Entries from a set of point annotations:
********

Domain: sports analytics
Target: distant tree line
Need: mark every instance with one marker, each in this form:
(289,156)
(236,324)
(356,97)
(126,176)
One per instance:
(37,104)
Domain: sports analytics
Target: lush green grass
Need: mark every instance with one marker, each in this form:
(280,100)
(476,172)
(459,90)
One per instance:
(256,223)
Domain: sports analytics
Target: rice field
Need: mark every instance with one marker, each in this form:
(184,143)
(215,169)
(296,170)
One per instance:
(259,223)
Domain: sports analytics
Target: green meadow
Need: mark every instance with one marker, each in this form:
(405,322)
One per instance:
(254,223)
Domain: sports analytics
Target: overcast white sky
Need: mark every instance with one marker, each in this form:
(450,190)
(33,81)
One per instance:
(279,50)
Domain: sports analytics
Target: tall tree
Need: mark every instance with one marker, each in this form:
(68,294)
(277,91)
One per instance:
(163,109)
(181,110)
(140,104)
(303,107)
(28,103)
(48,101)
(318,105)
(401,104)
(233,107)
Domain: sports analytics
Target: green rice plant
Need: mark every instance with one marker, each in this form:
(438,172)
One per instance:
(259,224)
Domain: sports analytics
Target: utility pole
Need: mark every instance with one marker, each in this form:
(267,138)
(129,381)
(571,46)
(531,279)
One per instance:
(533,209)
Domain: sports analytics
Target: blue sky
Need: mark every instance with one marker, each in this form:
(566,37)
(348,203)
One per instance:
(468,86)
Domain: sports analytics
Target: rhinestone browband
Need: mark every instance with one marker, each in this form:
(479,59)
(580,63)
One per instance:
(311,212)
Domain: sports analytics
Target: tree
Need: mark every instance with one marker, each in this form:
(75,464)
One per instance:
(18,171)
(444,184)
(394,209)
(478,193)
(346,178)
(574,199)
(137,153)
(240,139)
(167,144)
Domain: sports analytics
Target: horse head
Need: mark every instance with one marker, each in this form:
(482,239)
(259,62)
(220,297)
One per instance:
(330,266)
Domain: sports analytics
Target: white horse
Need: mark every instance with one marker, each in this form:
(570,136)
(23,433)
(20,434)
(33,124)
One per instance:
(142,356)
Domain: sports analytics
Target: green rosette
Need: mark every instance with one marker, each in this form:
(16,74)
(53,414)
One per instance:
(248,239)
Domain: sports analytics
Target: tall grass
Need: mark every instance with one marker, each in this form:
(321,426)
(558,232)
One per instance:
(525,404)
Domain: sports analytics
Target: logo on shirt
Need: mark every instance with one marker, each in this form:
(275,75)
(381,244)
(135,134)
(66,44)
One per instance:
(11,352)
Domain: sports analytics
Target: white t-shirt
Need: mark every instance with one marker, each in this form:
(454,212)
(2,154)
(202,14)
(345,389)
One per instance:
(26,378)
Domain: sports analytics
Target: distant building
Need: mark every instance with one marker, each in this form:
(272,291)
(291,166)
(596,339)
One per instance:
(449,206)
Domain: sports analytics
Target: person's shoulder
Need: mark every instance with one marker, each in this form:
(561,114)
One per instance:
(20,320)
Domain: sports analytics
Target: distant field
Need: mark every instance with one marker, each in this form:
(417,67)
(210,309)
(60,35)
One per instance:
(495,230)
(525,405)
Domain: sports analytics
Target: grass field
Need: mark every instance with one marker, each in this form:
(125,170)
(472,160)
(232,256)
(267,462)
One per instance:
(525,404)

********

Exercise instructions: Please show every line of the material that contains the string "shirt". Only matches with the same uppercase and lowercase letters count.

The response:
Target: logo on shirt
Target: white t-shirt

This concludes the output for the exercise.